Start of DOCUMENT SECTION
1. Introduction
With the promise of a big leap, the field of Drug Discovery (DD) seems to have been permeated by Machine Learning (ML); it is not unreasonable to think that for every single ‘classical’ computational method within DD, there exists an ML-based counterpart; namely, for docking, Molecular Dynamics (MD), protein modeling, etc. Furthermore, the amount of money being invested for ML in DD is growing steadily. Evidently, ML methods have come to stay, and, in our opinion, they will be a valuable aid in accelerating the drug discovery pipeline.
In essence, supervised learning models sort out a statistical relationship between training input and output data in a non-linear fashion, which is the cause that many models lack interpretability, especially those concerned with Deep Learning (DL). It is already a well-known fact that for prospective cases, there is no guarantee that the model’s performance will be consistent with what was observed in retrospective stages. Moreover, the absence of a clear rational link between input and output data gives many ML models a ‘black-box’ nature, which entails various challenges that need to be thoroughly tackled. While useful and interesting applications have emerged [Citation1–3, there has also been a tendency to overestimate the capacity of ML models. Therefore, rather than showcasing some role-model applications, we discuss three significant aspects identified in previous implementations concerning early stages of drug discovery in order to highlight their advantages, disadvantages, and risks.
a) Reaching accurate outcomes with ML albeit based on the wrong reasons: It has been seen that some ML-based scoring functions which presented a superior performance in virtual screening were, in fact, wrongly validated using the DUD-E dataset [Citation4,Citation5]; As this dataset was built based on the structural difference between ligands and decoys, it is not correct to validate ML methods that use structural descriptors of small-molecules as input data. Efforts have been made to improve this scenario by collecting more suitable data for ML applications, as the case of LIT-PCBA [Citation6], although further contributions are highly necessary.
End of DOCUMENT SECTION
Start of INFORMATION SUPPLIED
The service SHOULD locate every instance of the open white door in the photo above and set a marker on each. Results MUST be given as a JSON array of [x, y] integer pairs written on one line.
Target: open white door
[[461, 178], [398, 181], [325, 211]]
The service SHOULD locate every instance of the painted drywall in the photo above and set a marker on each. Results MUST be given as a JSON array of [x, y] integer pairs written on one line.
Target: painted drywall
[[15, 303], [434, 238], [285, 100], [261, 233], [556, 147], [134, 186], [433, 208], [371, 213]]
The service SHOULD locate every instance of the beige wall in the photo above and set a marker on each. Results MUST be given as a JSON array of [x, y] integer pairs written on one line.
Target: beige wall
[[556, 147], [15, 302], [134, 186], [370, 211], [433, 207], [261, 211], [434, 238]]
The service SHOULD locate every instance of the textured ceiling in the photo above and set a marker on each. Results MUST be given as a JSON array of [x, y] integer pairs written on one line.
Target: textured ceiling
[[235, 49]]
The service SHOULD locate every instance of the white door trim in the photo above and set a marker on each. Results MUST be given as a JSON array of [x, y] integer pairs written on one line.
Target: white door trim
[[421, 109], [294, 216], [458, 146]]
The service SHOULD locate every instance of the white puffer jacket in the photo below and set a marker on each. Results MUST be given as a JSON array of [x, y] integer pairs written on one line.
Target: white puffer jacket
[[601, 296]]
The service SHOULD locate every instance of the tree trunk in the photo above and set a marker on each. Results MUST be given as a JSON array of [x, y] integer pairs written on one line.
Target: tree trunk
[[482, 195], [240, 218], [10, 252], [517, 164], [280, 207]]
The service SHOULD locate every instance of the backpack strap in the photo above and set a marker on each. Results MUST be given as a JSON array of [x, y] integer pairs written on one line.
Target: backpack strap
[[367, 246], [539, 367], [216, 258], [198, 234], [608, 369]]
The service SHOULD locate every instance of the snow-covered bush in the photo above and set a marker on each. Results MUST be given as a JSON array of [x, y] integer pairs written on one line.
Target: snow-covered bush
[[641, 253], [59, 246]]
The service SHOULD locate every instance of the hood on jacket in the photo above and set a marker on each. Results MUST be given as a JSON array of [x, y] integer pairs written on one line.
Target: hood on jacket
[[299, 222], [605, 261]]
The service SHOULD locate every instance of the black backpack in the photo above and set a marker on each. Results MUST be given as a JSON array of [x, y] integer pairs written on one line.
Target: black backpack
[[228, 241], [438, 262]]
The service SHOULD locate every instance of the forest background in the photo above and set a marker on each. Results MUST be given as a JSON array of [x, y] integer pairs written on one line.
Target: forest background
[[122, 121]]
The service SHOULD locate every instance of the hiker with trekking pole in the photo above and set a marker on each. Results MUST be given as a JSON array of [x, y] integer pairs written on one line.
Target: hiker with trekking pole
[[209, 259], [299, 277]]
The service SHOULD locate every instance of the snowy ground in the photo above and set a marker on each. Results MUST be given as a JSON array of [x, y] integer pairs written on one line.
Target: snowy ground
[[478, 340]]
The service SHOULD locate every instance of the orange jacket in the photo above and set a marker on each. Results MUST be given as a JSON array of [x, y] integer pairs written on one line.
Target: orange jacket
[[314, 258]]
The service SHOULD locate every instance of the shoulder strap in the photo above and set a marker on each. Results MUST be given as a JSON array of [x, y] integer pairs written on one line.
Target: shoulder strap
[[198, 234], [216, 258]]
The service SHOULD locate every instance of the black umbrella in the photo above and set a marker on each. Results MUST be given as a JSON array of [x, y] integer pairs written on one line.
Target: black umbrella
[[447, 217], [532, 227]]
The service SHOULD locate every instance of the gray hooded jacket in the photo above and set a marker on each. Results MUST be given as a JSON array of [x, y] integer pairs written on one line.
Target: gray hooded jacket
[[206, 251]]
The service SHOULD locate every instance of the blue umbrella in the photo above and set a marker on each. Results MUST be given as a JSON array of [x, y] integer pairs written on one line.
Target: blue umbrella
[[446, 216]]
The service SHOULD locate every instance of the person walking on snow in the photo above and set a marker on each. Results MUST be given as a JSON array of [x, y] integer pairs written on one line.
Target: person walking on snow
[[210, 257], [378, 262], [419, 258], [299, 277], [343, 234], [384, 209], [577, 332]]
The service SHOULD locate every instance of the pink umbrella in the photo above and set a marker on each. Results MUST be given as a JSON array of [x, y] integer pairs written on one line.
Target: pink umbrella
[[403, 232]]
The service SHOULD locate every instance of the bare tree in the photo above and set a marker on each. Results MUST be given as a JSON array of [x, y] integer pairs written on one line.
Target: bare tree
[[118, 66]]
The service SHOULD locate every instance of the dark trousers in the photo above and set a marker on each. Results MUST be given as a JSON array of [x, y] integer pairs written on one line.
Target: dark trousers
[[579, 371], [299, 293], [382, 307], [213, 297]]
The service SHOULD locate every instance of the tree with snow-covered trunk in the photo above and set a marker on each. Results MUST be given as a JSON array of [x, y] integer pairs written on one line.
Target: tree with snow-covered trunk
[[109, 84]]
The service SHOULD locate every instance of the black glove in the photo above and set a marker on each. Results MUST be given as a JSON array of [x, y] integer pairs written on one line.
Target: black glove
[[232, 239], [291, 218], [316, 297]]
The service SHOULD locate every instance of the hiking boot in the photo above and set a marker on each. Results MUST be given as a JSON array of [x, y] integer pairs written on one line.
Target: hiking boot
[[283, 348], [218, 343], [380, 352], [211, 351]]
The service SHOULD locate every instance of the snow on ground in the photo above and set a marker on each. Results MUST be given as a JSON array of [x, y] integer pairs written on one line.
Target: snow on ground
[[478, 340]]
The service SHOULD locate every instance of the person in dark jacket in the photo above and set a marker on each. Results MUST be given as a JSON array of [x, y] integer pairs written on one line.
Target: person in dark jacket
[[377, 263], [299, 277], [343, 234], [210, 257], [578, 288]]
End of INFORMATION SUPPLIED
- PROBLEMS TO SOLVE
**A.** List every abbreviation that the introduction defines in parentheses, along with the full term it stands for.
**B.** According to the introduction, why is it not correct to validate ML methods that use structural descriptors of small molecules on the DUD-E dataset?
**C.** Rewrite the stretch of the introduction from "1. Introduction" through "drug discovery pipeline.", replacing "steadily" with "rapidly".
Answer using only the introduction.

- TASK-BY-TASK OUTPUTS
**A.**
DD: Drug Discovery
ML: Machine Learning
MD: Molecular Dynamics
DL: Deep Learning

**B.** The DUD-E dataset was built on the structural difference between ligands and decoys. ML methods that take structural descriptors of small molecules as input therefore cannot be validated correctly with it.

**C.**
1. Introduction
With the promise of a big leap, the field of Drug Discovery (DD) seems to have been permeated by Machine Learning (ML); it is not unreasonable to think that for every single ‘classical’ computational method within DD, there exists an ML-based counterpart; namely, for docking, Molecular Dynamics (MD), protein modeling, etc. Furthermore, the amount of money being invested for ML in DD is growing rapidly. Evidently, ML methods have come to stay, and, in our opinion, they will be a valuable aid in accelerating the drug discovery pipeline.